*PROBLEM DESCRIPTION*.
Copy out the final stretch of the listing: the line that contains "find the group of dancers" and all lines after it, exactly as they appear.

────────────────────────────────────────

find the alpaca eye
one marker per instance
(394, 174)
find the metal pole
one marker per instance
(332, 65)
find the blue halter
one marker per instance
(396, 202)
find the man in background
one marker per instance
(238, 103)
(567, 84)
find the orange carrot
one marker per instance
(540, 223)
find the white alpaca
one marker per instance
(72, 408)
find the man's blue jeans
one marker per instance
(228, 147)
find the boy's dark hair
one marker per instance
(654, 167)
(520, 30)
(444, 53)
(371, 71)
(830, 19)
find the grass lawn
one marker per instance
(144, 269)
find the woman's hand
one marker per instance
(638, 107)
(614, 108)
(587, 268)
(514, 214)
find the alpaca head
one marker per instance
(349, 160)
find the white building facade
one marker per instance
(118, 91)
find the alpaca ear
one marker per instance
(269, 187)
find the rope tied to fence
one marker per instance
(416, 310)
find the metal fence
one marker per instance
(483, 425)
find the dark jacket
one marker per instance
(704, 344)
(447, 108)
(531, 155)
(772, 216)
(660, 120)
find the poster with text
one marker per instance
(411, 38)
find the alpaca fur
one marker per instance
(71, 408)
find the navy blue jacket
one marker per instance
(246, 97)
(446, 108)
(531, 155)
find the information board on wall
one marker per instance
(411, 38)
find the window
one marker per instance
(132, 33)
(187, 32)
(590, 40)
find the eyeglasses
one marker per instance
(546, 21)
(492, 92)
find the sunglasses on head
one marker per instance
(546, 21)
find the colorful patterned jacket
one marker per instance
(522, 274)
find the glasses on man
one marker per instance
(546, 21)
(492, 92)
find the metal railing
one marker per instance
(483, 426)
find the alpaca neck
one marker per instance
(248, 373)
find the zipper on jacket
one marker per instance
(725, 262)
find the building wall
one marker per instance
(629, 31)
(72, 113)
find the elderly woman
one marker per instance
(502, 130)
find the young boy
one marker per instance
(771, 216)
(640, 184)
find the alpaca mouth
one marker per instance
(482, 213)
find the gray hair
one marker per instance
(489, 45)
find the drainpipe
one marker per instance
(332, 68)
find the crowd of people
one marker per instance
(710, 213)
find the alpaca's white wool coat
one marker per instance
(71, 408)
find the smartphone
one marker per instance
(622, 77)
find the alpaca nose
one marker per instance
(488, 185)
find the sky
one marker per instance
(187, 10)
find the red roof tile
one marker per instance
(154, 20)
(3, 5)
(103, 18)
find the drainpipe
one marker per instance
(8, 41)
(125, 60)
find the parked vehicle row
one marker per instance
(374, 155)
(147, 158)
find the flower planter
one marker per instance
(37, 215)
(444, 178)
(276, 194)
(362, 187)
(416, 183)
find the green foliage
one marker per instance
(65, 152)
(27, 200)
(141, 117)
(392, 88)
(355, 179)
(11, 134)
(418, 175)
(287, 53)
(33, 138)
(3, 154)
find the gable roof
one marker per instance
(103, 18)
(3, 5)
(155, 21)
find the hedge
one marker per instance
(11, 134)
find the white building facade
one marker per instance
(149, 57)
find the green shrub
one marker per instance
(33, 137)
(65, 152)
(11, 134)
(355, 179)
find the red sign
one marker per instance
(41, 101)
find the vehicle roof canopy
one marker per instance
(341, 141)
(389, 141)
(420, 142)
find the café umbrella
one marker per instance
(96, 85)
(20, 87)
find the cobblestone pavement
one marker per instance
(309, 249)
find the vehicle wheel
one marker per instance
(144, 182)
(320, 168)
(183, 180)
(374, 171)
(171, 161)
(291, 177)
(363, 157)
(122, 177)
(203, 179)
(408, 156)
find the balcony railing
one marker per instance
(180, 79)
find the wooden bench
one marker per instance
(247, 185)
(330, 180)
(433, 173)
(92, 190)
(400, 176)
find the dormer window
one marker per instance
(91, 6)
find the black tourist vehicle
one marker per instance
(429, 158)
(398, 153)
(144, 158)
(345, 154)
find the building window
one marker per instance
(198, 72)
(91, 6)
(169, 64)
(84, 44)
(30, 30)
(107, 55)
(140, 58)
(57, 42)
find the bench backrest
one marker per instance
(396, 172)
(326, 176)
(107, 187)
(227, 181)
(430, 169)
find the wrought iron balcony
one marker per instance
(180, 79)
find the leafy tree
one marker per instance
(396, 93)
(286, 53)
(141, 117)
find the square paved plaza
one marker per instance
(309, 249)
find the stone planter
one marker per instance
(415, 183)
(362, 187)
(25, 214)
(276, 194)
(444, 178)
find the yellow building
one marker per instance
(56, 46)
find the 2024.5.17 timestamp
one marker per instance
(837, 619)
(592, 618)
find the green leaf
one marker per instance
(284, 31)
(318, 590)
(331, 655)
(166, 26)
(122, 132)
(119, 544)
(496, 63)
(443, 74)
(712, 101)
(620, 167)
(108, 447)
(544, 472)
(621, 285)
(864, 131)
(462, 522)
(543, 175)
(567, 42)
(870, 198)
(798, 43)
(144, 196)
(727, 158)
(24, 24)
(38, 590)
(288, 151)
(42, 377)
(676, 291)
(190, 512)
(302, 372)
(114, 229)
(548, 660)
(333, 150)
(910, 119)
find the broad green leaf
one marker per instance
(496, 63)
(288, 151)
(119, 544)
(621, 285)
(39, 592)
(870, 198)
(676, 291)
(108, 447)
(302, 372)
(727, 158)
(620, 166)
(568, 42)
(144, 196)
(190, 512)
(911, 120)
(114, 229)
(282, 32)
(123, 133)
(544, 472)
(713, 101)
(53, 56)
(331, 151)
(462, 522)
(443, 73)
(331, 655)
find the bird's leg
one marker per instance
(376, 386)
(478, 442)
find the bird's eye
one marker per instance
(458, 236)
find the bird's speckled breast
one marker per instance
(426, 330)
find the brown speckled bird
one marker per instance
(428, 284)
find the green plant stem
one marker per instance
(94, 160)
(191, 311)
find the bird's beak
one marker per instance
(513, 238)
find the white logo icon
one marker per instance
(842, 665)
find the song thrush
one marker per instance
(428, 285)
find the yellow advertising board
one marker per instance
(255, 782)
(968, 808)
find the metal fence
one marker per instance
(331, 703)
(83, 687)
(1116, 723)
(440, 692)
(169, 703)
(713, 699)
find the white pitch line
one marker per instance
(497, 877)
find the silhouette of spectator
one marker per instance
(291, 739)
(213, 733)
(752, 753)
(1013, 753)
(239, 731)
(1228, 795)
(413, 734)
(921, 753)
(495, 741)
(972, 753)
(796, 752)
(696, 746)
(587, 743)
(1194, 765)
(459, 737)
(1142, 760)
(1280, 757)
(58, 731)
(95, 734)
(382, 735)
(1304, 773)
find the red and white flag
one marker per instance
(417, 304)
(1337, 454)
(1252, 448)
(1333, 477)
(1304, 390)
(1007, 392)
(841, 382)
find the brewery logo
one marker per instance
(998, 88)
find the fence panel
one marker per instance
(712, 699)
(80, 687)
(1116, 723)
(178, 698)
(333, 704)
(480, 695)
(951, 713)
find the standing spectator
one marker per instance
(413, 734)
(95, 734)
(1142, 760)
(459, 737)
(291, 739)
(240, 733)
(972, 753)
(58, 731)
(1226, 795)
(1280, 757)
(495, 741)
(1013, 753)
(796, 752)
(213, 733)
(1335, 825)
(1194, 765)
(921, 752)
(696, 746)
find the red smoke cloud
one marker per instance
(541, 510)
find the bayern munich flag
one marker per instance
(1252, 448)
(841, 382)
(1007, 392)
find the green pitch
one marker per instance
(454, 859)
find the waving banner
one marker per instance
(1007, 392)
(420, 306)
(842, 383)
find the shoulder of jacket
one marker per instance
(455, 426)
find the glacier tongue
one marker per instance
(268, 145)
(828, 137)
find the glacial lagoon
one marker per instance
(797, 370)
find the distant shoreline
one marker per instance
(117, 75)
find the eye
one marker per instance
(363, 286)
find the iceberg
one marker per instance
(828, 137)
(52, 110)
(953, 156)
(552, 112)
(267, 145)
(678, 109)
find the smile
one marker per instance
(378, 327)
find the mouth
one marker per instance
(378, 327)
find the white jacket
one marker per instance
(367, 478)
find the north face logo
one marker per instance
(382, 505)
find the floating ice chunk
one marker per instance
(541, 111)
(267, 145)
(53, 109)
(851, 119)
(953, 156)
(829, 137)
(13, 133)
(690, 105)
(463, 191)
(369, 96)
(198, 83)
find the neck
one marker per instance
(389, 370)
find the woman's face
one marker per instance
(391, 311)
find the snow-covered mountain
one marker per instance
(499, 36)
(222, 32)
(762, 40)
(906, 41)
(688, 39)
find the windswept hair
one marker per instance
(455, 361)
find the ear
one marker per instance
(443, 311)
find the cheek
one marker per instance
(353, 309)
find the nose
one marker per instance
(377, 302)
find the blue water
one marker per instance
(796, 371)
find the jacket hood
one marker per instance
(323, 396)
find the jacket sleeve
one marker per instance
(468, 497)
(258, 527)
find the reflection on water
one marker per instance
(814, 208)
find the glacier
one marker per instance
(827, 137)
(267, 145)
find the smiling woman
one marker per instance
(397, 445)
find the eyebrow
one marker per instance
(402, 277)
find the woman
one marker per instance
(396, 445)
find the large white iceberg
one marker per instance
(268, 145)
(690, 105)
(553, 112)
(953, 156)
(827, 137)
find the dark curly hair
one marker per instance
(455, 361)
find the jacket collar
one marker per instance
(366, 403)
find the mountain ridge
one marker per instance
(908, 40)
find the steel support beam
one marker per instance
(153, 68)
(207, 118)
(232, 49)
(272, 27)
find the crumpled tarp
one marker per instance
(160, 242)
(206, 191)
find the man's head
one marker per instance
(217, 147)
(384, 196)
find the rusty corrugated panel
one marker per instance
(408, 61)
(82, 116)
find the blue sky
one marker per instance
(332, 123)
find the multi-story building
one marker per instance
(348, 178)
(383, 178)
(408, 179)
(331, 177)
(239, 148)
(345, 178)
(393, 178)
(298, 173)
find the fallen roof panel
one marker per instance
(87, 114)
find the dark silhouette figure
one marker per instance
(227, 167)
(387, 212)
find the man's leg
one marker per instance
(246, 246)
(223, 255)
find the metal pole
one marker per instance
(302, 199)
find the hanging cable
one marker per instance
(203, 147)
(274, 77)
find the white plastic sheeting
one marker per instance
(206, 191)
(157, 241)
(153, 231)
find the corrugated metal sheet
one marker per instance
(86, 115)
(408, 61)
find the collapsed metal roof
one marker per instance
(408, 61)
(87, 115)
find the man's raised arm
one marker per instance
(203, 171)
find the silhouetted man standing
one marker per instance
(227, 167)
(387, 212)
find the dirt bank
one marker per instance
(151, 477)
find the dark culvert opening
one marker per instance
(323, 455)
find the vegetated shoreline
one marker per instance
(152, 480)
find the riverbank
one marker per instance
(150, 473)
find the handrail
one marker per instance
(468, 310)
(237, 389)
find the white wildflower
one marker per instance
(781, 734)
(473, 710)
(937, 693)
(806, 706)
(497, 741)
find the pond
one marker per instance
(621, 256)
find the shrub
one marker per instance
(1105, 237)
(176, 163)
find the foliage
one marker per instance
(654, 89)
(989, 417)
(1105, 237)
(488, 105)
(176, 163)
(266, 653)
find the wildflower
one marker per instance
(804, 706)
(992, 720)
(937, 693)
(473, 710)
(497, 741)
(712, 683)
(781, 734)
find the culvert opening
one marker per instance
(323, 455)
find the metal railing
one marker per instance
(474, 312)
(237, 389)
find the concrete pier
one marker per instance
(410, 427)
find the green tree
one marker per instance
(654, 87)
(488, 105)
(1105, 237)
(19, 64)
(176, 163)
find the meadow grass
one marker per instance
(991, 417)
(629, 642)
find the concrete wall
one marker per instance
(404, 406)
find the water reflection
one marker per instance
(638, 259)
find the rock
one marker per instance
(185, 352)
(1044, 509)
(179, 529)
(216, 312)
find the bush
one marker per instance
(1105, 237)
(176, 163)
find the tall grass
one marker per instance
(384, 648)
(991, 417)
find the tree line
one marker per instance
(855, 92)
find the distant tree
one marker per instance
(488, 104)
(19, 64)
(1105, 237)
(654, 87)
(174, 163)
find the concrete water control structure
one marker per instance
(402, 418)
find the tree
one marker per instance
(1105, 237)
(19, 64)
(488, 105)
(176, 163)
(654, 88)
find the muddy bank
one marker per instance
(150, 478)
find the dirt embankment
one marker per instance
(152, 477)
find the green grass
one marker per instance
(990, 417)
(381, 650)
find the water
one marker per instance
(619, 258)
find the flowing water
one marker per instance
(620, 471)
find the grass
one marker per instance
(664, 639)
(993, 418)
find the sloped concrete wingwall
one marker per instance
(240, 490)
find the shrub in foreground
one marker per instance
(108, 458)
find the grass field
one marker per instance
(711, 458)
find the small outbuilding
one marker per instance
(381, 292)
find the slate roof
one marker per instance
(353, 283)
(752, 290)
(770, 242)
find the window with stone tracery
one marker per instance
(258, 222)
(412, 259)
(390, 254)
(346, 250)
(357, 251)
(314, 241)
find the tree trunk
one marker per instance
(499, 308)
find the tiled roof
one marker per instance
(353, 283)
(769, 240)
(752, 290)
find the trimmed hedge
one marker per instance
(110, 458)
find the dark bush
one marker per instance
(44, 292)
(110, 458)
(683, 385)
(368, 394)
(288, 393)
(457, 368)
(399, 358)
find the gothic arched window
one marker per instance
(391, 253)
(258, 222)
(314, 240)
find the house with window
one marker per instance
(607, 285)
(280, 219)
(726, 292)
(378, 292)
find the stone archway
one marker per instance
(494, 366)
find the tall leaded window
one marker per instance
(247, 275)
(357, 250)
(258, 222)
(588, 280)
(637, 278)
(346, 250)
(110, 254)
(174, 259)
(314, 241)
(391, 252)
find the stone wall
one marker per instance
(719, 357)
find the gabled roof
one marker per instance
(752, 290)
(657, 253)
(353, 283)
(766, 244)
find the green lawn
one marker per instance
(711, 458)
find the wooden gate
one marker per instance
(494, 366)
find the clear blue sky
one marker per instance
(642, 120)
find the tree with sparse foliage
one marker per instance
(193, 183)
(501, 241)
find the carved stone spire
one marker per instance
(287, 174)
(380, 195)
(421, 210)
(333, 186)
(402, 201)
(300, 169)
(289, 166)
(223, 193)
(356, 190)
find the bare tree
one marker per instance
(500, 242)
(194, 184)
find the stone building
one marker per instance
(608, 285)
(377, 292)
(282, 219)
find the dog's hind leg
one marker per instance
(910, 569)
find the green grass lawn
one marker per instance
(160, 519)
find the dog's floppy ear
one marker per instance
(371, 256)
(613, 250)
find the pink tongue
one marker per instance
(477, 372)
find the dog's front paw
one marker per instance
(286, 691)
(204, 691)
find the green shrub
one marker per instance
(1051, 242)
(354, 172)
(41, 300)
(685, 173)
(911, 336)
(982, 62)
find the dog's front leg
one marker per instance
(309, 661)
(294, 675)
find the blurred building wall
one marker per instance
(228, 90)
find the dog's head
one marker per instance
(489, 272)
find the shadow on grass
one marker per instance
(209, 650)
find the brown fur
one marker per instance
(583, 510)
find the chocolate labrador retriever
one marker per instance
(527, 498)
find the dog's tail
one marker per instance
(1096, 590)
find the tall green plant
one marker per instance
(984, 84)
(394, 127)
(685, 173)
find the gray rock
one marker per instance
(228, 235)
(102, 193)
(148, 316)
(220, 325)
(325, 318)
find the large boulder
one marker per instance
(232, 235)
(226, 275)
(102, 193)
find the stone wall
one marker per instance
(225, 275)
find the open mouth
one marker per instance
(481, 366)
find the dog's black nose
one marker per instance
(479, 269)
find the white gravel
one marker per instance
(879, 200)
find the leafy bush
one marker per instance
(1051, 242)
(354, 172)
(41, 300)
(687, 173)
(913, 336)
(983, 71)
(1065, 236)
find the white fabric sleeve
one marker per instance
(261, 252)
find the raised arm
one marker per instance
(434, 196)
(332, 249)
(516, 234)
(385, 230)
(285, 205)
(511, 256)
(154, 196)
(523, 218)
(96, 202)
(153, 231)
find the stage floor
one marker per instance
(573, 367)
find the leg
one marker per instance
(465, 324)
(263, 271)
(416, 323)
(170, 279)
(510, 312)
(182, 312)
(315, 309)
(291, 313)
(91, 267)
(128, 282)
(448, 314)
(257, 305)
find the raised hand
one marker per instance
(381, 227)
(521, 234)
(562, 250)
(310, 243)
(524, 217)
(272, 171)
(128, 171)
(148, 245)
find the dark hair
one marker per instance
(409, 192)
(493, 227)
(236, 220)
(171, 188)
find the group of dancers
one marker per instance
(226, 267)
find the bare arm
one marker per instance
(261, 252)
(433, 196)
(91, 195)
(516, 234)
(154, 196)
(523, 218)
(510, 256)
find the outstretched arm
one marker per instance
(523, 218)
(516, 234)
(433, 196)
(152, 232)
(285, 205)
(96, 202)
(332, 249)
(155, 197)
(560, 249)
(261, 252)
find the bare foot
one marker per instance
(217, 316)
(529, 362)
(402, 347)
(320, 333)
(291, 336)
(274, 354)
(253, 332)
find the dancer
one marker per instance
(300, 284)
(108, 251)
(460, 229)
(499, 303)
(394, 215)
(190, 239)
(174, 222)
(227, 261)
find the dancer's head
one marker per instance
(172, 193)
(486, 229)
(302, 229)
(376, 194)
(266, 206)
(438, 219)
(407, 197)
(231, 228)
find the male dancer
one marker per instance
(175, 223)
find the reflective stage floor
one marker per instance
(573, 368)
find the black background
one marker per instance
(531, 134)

────────────────────────────────────────

*CORRECT ANSWER*.
find the group of dancers
one marker per instance
(226, 267)
find the bare arm
one marker per instance
(261, 252)
(433, 196)
(91, 195)
(516, 234)
(154, 196)
(523, 218)
(510, 256)
find the outstretched arm
one marker per instance
(523, 218)
(516, 234)
(433, 196)
(152, 232)
(285, 205)
(96, 202)
(332, 249)
(155, 197)
(560, 249)
(261, 252)
find the bare foot
one marker per instance
(217, 316)
(529, 362)
(402, 347)
(320, 333)
(291, 336)
(274, 354)
(253, 332)
find the dancer
one marker per instance
(300, 284)
(108, 251)
(460, 229)
(499, 303)
(394, 215)
(190, 239)
(174, 222)
(227, 261)
find the dancer's head
one marker per instance
(172, 193)
(486, 229)
(302, 229)
(376, 194)
(266, 206)
(438, 219)
(407, 197)
(231, 228)
find the male dancer
one marker per instance
(175, 223)
find the reflective stage floor
one marker per instance
(573, 368)
find the black background
one marker per instance
(531, 134)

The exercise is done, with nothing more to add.